**SET PROBLEM**
Copy the data below verbatim, starting at the line that contains "For every instance of the spare tire cover" and continuing through the end of the data, with both ends included. Leave the pictures out of your copy.

**DATA TO USE**
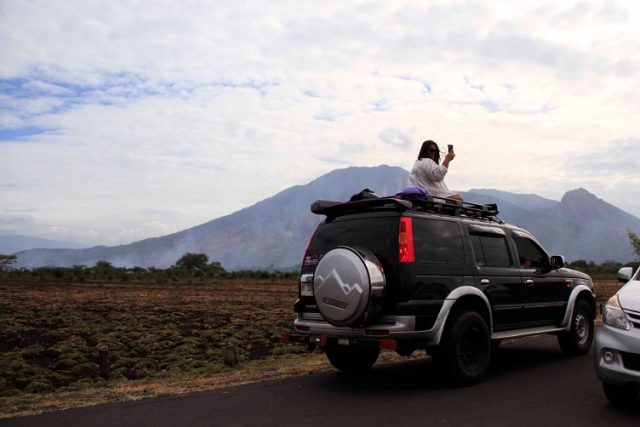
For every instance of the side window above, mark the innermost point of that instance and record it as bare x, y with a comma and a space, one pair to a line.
530, 255
438, 242
490, 250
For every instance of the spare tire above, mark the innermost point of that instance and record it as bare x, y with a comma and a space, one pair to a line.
349, 286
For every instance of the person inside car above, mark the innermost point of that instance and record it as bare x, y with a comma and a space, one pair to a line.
428, 174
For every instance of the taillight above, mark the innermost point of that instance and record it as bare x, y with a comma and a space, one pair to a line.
405, 240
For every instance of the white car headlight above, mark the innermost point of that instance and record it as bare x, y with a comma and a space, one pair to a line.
614, 316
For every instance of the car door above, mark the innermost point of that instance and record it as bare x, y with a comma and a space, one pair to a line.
498, 276
545, 290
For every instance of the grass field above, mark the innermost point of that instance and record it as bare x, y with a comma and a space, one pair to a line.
65, 344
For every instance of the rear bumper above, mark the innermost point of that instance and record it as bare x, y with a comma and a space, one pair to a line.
387, 327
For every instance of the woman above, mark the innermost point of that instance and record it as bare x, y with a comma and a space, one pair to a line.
428, 174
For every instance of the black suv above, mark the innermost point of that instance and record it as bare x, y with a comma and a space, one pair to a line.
450, 278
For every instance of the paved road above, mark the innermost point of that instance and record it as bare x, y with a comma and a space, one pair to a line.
530, 384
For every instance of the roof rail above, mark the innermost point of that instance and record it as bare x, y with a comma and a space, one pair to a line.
429, 204
455, 208
330, 208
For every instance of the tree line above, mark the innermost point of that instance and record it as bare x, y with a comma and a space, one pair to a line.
197, 266
190, 267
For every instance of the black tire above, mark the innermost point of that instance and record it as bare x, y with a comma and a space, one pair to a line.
578, 340
621, 395
352, 359
465, 350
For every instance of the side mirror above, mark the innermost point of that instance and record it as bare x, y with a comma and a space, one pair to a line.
624, 274
557, 261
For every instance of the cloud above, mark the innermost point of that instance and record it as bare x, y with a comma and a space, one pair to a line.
120, 120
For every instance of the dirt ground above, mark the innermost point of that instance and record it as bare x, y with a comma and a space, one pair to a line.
64, 345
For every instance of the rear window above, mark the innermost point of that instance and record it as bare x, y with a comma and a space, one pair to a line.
377, 234
437, 241
490, 250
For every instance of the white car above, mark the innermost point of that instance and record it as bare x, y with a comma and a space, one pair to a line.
616, 349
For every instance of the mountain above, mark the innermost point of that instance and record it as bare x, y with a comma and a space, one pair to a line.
10, 244
579, 226
273, 233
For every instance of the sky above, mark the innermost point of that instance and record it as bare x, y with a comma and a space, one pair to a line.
128, 119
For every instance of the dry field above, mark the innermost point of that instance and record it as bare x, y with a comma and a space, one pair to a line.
64, 344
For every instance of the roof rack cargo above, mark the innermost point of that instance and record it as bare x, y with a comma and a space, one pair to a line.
429, 204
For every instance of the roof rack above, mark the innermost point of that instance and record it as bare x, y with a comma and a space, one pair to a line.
429, 204
444, 206
330, 208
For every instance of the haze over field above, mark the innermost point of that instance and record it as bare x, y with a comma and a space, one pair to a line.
125, 120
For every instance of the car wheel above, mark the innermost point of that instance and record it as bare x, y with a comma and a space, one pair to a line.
620, 395
465, 351
351, 359
577, 340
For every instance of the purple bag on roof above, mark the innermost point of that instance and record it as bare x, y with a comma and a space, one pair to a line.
413, 193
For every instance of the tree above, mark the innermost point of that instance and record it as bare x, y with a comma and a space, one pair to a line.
6, 261
635, 243
193, 262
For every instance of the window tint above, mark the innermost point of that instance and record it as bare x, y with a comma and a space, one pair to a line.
530, 255
438, 242
490, 250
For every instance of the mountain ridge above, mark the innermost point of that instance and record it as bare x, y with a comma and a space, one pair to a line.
272, 233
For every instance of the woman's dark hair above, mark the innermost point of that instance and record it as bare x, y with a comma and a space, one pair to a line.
427, 150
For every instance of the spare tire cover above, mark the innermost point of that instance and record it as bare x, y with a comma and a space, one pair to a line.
348, 286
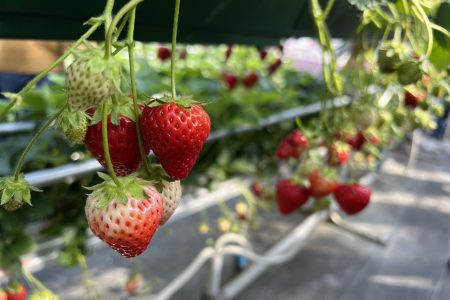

**RESULT BELOW**
For every instance of the spare tire cover above, mark the innermost point of that instance and record it as bare x, y with a comma and a space, one pair to a line.
348, 286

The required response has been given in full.